Natural language region descriptions

##########

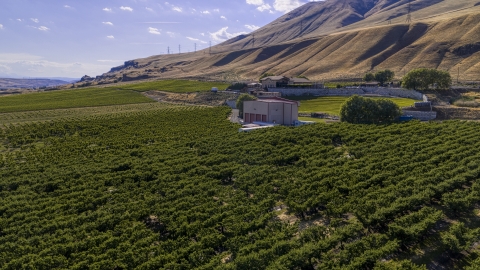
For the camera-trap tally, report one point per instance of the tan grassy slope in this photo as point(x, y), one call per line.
point(447, 36)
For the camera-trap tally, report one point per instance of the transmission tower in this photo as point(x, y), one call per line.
point(409, 13)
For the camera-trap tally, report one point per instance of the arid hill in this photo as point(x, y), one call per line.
point(335, 39)
point(9, 83)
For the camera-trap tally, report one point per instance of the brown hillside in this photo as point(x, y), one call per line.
point(447, 36)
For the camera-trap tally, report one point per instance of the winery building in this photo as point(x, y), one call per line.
point(271, 110)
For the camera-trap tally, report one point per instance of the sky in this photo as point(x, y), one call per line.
point(72, 38)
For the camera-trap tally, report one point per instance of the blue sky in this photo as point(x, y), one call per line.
point(72, 38)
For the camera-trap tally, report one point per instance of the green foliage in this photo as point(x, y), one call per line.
point(369, 77)
point(241, 99)
point(266, 74)
point(69, 99)
point(181, 188)
point(400, 265)
point(424, 78)
point(360, 110)
point(384, 76)
point(457, 238)
point(332, 105)
point(174, 86)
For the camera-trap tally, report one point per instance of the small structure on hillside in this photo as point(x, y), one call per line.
point(271, 110)
point(273, 81)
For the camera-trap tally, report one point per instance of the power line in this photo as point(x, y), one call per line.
point(409, 15)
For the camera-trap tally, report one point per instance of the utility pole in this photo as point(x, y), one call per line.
point(409, 15)
point(458, 75)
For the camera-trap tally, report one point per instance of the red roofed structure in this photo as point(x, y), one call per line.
point(271, 110)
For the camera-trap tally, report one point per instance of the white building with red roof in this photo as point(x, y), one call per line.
point(271, 110)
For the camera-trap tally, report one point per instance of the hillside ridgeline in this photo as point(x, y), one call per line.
point(332, 40)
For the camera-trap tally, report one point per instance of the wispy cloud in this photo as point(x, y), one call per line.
point(196, 39)
point(126, 8)
point(174, 8)
point(154, 31)
point(160, 22)
point(223, 34)
point(252, 27)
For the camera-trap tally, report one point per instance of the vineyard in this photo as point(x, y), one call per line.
point(174, 188)
point(70, 99)
point(174, 86)
point(79, 113)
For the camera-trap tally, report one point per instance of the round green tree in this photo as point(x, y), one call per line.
point(424, 78)
point(360, 110)
point(384, 76)
point(369, 77)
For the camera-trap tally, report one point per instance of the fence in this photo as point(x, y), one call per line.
point(379, 91)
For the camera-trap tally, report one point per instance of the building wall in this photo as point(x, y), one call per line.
point(269, 83)
point(275, 114)
point(272, 112)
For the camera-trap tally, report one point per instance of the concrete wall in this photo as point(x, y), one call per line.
point(423, 116)
point(231, 103)
point(380, 91)
point(276, 112)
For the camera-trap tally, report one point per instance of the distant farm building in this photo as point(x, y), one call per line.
point(271, 110)
point(284, 82)
point(273, 81)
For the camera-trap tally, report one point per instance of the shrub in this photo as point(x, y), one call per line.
point(241, 99)
point(424, 78)
point(360, 110)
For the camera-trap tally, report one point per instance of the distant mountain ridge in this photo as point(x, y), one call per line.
point(335, 39)
point(17, 83)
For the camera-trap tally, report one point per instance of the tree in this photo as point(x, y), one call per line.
point(241, 99)
point(369, 77)
point(360, 110)
point(424, 78)
point(384, 76)
point(266, 74)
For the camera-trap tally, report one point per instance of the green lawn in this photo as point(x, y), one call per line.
point(176, 86)
point(63, 99)
point(317, 120)
point(332, 105)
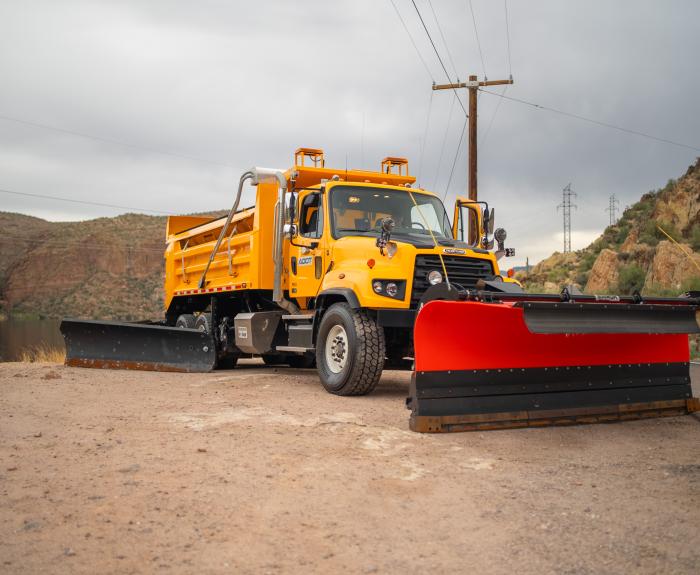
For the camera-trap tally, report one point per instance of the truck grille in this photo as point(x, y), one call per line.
point(463, 271)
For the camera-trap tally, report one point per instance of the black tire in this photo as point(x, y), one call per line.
point(365, 351)
point(185, 321)
point(203, 323)
point(305, 361)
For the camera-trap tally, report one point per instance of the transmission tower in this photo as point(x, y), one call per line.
point(613, 209)
point(566, 206)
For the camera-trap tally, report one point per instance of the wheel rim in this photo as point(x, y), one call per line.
point(336, 348)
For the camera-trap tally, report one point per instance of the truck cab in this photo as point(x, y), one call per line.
point(363, 255)
point(329, 267)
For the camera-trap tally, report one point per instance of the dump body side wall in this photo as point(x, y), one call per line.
point(244, 259)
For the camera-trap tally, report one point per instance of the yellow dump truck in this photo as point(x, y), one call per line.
point(355, 271)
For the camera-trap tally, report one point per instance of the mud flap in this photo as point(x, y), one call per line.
point(150, 347)
point(478, 366)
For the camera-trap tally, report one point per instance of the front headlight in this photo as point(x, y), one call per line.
point(395, 289)
point(434, 277)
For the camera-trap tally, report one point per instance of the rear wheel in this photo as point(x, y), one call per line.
point(185, 321)
point(350, 351)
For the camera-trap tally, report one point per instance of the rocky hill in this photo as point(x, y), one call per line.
point(109, 268)
point(636, 253)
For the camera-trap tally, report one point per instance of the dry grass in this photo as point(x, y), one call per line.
point(41, 353)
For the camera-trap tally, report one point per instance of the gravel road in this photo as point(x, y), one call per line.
point(258, 470)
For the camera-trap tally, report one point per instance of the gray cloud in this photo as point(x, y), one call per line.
point(245, 83)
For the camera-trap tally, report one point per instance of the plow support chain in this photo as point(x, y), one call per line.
point(478, 366)
point(117, 345)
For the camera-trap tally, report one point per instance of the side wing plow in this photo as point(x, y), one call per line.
point(151, 347)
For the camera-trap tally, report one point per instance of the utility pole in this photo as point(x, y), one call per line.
point(473, 86)
point(566, 206)
point(612, 208)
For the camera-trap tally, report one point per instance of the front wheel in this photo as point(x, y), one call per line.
point(350, 351)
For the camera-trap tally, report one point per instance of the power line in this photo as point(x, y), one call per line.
point(454, 162)
point(444, 42)
point(478, 43)
point(592, 121)
point(425, 136)
point(62, 199)
point(613, 207)
point(566, 206)
point(510, 67)
point(438, 56)
point(444, 142)
point(420, 56)
point(112, 141)
point(510, 72)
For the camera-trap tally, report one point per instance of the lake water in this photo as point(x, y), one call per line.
point(17, 335)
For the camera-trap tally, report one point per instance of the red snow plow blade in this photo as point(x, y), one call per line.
point(527, 363)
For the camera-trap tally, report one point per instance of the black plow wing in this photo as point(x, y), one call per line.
point(150, 347)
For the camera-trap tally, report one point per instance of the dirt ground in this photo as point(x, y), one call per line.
point(258, 470)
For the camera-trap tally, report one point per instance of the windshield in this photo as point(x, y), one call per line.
point(360, 210)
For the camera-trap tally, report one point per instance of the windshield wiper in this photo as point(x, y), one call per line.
point(356, 230)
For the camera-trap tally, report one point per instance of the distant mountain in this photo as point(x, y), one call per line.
point(107, 268)
point(634, 254)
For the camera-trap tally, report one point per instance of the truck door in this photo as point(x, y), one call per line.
point(306, 264)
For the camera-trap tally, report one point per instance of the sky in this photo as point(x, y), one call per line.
point(179, 98)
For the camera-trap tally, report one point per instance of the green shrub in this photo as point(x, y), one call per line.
point(631, 279)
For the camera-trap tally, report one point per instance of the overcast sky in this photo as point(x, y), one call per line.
point(237, 84)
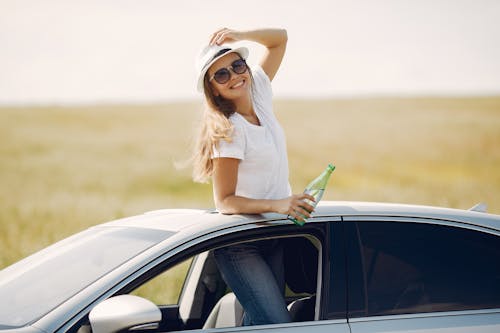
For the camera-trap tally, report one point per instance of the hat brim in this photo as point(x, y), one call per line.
point(242, 51)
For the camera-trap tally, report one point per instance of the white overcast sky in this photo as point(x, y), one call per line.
point(93, 51)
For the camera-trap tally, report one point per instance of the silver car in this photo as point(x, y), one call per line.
point(354, 267)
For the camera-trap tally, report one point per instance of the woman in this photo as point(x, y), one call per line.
point(242, 148)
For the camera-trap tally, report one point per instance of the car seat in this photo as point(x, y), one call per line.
point(228, 312)
point(301, 272)
point(301, 267)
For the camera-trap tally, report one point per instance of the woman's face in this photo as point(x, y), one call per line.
point(237, 86)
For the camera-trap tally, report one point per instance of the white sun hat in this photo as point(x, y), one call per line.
point(210, 54)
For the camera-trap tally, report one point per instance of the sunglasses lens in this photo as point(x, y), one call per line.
point(239, 66)
point(222, 75)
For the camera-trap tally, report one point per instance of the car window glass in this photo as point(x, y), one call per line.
point(166, 287)
point(413, 267)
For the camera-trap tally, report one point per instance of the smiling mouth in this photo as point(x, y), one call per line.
point(238, 85)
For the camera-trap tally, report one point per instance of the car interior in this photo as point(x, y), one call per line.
point(213, 304)
point(207, 302)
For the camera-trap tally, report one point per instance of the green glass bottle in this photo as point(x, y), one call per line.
point(316, 188)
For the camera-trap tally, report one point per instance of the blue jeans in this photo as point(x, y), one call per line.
point(255, 273)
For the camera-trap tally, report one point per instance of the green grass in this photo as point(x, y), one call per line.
point(63, 169)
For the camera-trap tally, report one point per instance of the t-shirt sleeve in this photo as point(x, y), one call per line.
point(235, 148)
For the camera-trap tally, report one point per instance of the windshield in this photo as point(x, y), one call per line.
point(37, 284)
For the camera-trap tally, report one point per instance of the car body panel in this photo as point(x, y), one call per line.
point(189, 227)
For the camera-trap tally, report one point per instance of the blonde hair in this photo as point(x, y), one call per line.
point(215, 126)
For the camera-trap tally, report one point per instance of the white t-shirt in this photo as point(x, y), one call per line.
point(263, 168)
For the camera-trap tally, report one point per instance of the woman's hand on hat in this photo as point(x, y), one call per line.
point(295, 206)
point(225, 35)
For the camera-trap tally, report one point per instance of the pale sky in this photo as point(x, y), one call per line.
point(95, 51)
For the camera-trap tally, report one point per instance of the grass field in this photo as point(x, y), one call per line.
point(63, 169)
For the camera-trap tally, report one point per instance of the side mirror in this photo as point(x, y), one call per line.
point(124, 312)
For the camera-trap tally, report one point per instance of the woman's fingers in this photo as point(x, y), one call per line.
point(223, 35)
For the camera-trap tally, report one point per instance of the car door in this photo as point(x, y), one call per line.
point(330, 312)
point(421, 275)
point(323, 321)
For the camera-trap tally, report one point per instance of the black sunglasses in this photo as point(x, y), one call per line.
point(223, 75)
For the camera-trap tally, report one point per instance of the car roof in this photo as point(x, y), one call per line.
point(176, 220)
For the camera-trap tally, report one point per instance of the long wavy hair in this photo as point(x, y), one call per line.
point(215, 126)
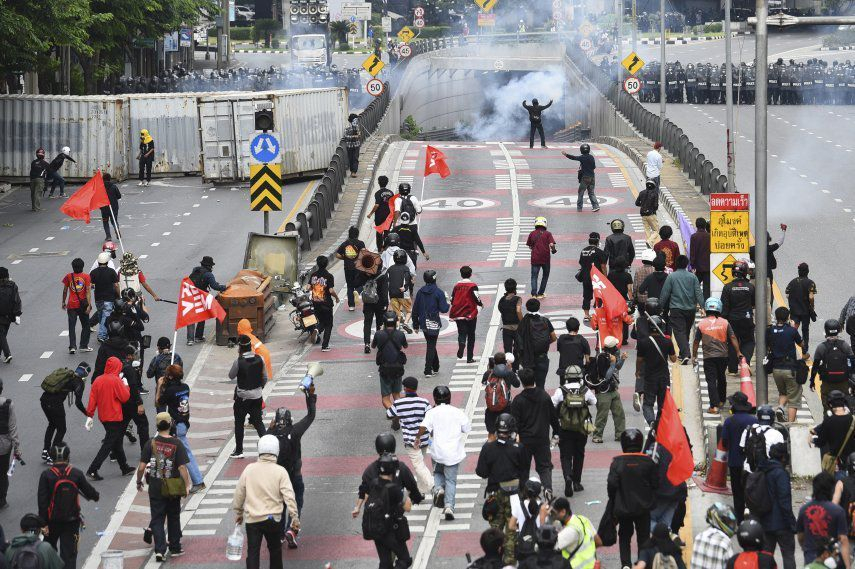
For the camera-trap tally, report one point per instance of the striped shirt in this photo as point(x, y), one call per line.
point(411, 410)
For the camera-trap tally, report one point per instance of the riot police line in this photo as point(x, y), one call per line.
point(814, 82)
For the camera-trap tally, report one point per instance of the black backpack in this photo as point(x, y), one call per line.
point(376, 521)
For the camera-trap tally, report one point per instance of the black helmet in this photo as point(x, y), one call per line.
point(441, 394)
point(832, 327)
point(60, 452)
point(505, 423)
point(388, 463)
point(750, 535)
point(384, 442)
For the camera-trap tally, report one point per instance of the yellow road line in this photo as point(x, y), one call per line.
point(293, 212)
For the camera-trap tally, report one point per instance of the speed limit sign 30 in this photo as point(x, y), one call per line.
point(632, 85)
point(375, 87)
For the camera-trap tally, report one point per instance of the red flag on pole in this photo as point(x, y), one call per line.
point(435, 163)
point(196, 305)
point(672, 436)
point(93, 195)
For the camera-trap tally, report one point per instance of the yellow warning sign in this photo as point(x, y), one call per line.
point(486, 5)
point(723, 272)
point(633, 63)
point(729, 232)
point(373, 65)
point(265, 187)
point(406, 34)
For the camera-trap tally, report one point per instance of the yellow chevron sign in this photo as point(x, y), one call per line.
point(265, 187)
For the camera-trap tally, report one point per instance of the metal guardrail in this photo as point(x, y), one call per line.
point(696, 166)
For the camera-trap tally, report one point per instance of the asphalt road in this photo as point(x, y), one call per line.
point(170, 226)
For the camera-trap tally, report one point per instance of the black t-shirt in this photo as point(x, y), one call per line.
point(655, 365)
point(320, 284)
point(350, 250)
point(381, 200)
point(103, 279)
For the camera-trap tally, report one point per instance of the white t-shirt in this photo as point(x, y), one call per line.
point(654, 164)
point(448, 426)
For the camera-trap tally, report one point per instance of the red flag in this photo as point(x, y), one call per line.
point(196, 305)
point(92, 195)
point(435, 163)
point(612, 301)
point(672, 436)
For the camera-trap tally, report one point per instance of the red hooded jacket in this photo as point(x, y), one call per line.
point(108, 393)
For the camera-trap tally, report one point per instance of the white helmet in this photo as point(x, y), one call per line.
point(268, 444)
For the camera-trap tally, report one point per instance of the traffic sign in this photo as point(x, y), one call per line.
point(373, 65)
point(486, 5)
point(375, 87)
point(633, 63)
point(264, 148)
point(406, 34)
point(265, 187)
point(632, 85)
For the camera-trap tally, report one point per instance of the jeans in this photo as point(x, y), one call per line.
point(114, 433)
point(641, 526)
point(445, 476)
point(64, 536)
point(105, 307)
point(192, 465)
point(681, 324)
point(715, 370)
point(56, 429)
point(269, 530)
point(539, 450)
point(431, 356)
point(242, 408)
point(466, 337)
point(73, 317)
point(535, 271)
point(586, 185)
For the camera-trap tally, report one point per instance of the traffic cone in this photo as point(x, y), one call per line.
point(746, 386)
point(716, 481)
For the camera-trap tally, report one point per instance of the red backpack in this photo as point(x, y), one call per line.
point(497, 393)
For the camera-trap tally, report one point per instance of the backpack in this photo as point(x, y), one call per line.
point(497, 393)
point(27, 557)
point(65, 501)
point(663, 561)
point(540, 336)
point(835, 362)
point(370, 294)
point(573, 412)
point(376, 519)
point(56, 381)
point(757, 497)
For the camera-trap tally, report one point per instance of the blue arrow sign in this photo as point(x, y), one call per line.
point(264, 148)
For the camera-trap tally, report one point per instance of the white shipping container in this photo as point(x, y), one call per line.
point(95, 128)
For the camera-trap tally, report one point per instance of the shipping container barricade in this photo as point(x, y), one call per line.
point(249, 295)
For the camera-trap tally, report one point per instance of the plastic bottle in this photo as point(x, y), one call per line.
point(234, 545)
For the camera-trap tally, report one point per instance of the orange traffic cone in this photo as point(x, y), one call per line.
point(716, 481)
point(746, 386)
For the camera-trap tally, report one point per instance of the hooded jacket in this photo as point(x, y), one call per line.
point(258, 347)
point(108, 392)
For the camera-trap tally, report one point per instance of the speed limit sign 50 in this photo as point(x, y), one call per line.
point(632, 85)
point(375, 87)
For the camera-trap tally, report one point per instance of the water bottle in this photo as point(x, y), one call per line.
point(234, 545)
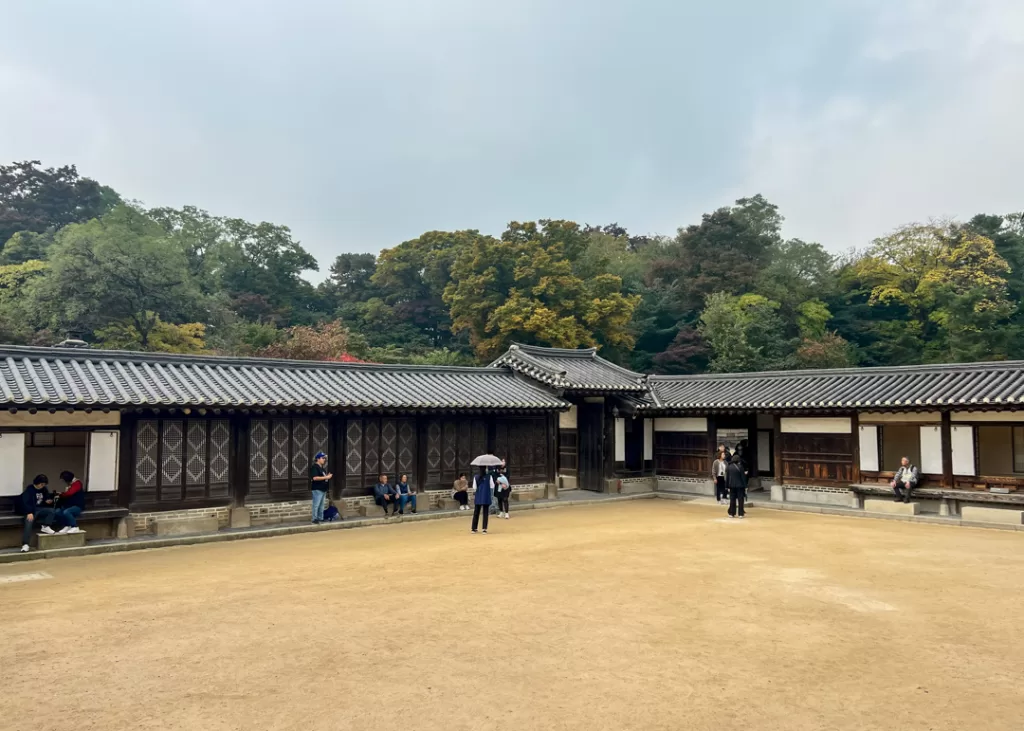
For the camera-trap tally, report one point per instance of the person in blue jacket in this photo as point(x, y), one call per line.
point(36, 507)
point(406, 495)
point(484, 485)
point(385, 495)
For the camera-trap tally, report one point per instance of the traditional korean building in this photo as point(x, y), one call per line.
point(157, 434)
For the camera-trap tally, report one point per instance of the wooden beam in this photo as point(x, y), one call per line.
point(126, 461)
point(945, 434)
point(778, 450)
point(855, 429)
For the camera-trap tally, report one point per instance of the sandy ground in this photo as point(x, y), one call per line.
point(640, 615)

##########

Skip the pictures and print exactly the lines from the one containing "of the water" through the end of the records above.

For the camera-trap tally, report one point per instance of the water bottle in this photo as point(x, y), one call per line.
point(234, 545)
For the camera-trap tally, report one point per instance of the person in blue jacket in this photo as point(x, y), one call per line.
point(36, 507)
point(406, 495)
point(484, 485)
point(385, 495)
For the camera-trap tally, report one point per instance of the traditional korean building in this photo as point(x, y), one call per line.
point(157, 434)
For the camera-trap tally, report one point per instance of the wooden beam in this photo as point(x, y), one call per line.
point(126, 461)
point(945, 434)
point(778, 450)
point(855, 429)
For the camera-trap tally, report one point per instance of the sandy ground in this photo as point(x, y), one call per line.
point(640, 615)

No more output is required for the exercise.